#### Problem description
All entries below are to be duplicated verbatim.

※ ※ ※

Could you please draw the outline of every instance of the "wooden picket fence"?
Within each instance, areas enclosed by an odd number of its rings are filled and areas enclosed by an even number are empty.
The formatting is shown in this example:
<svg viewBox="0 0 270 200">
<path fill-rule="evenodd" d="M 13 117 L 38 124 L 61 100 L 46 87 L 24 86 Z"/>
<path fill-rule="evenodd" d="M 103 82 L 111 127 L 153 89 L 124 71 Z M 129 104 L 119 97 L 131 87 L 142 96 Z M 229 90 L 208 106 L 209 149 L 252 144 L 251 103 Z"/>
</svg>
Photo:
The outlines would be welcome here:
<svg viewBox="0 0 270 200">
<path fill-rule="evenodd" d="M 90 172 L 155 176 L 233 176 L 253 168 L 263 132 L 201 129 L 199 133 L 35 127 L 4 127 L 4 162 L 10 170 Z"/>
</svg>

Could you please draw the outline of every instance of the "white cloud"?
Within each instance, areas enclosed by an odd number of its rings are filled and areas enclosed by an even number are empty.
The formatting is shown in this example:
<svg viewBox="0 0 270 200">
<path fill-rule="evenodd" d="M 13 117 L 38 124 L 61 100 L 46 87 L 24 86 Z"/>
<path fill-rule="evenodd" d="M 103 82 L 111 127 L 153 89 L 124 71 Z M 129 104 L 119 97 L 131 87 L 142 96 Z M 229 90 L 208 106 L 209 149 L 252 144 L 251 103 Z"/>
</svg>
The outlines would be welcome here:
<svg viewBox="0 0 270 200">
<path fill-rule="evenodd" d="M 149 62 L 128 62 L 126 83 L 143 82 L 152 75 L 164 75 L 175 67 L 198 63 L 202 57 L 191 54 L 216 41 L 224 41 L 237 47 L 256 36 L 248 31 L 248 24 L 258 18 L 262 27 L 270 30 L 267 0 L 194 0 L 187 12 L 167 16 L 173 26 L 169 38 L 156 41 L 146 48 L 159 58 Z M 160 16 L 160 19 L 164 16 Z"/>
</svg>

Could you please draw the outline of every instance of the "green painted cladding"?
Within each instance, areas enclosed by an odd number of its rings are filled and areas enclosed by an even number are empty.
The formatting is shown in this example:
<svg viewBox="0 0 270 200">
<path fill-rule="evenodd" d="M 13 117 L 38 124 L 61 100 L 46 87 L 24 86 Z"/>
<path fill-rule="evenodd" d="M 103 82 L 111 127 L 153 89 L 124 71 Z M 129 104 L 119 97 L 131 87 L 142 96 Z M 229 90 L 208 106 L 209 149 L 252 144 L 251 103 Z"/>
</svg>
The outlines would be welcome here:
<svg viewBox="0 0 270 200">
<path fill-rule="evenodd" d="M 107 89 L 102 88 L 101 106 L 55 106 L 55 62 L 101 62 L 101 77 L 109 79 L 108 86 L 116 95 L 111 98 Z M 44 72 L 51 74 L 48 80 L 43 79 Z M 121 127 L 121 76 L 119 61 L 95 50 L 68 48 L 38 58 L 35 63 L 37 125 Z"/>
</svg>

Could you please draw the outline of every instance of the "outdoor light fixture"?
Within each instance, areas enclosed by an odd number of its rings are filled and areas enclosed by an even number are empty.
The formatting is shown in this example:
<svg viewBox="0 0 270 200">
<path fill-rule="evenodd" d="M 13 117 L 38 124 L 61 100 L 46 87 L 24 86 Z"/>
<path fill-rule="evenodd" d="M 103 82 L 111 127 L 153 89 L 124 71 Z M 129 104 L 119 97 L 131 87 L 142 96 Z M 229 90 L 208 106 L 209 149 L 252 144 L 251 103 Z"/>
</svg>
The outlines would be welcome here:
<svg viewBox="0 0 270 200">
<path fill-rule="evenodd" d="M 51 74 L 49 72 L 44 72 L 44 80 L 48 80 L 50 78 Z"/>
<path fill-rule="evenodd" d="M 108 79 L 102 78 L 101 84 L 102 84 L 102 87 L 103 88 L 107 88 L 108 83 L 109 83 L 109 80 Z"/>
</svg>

※ ※ ※

#### Task answer
Could you please draw the outline of every instance of the "wooden picket fence"?
Within each instance, areas enclosed by an odd number of its rings are filled and areas enclosed by an even number are empty.
The formatting is shown in this example:
<svg viewBox="0 0 270 200">
<path fill-rule="evenodd" d="M 13 117 L 38 124 L 61 100 L 46 87 L 24 86 Z"/>
<path fill-rule="evenodd" d="M 103 82 L 111 127 L 153 89 L 124 71 Z M 129 104 L 119 97 L 131 87 L 142 96 Z M 229 90 L 208 106 L 209 149 L 252 144 L 251 103 Z"/>
</svg>
Photo:
The outlines would be welcome here:
<svg viewBox="0 0 270 200">
<path fill-rule="evenodd" d="M 90 172 L 155 176 L 233 176 L 253 168 L 263 132 L 201 129 L 199 133 L 35 127 L 4 127 L 4 162 L 10 170 Z"/>
</svg>

Could you please draw the outline of every instance of the "white cloud"?
Within each instance, areas enclosed by an odd number of its rings are filled and areas enclosed by an even number are empty.
The formatting is shown in this example:
<svg viewBox="0 0 270 200">
<path fill-rule="evenodd" d="M 13 117 L 38 124 L 61 100 L 46 87 L 24 86 Z"/>
<path fill-rule="evenodd" d="M 103 82 L 111 127 L 153 89 L 124 71 Z M 129 104 L 119 97 L 131 87 L 142 96 Z M 229 90 L 208 106 L 209 149 L 252 144 L 251 103 Z"/>
</svg>
The outlines would be welcome here:
<svg viewBox="0 0 270 200">
<path fill-rule="evenodd" d="M 149 62 L 128 62 L 126 83 L 143 82 L 152 75 L 164 75 L 175 67 L 198 63 L 202 57 L 191 54 L 216 41 L 224 41 L 237 47 L 256 36 L 248 31 L 248 24 L 258 18 L 262 27 L 270 30 L 267 0 L 194 0 L 187 12 L 167 16 L 173 26 L 169 38 L 156 41 L 146 48 L 159 58 Z M 160 16 L 160 19 L 164 16 Z"/>
</svg>

Could you please draw the outline of every instance of the "green painted cladding"?
Within each instance, areas enclosed by an odd number of its rings are filled and areas enclosed by an even number are empty.
The formatting is shown in this example:
<svg viewBox="0 0 270 200">
<path fill-rule="evenodd" d="M 13 117 L 38 124 L 61 100 L 46 87 L 24 86 Z"/>
<path fill-rule="evenodd" d="M 103 82 L 111 127 L 153 89 L 124 71 Z M 129 104 L 119 97 L 131 87 L 142 96 Z M 229 90 L 208 106 L 209 149 L 252 144 L 251 103 Z"/>
</svg>
The outlines would be welcome here:
<svg viewBox="0 0 270 200">
<path fill-rule="evenodd" d="M 107 89 L 102 88 L 101 106 L 55 106 L 55 62 L 101 62 L 101 77 L 109 79 L 108 86 L 116 95 L 111 98 Z M 44 72 L 51 74 L 48 80 L 43 79 Z M 121 127 L 121 76 L 119 61 L 95 50 L 68 48 L 38 58 L 35 63 L 37 125 Z"/>
</svg>

Could you please draw the outline of every instance of the "outdoor light fixture"?
Within each instance, areas enclosed by an odd number of its rings are filled and areas enclosed by an even number are empty.
The formatting is shown in this example:
<svg viewBox="0 0 270 200">
<path fill-rule="evenodd" d="M 13 117 L 38 124 L 61 100 L 46 87 L 24 86 Z"/>
<path fill-rule="evenodd" d="M 103 82 L 111 127 L 153 89 L 124 71 Z M 129 104 L 119 97 L 131 87 L 142 96 Z M 229 90 L 208 106 L 209 149 L 252 144 L 251 103 Z"/>
</svg>
The outlines would be welcome here:
<svg viewBox="0 0 270 200">
<path fill-rule="evenodd" d="M 51 74 L 49 72 L 44 72 L 44 80 L 48 80 L 50 78 Z"/>
<path fill-rule="evenodd" d="M 108 79 L 102 78 L 101 84 L 102 84 L 102 87 L 103 88 L 107 88 L 108 83 L 109 83 L 109 80 Z"/>
</svg>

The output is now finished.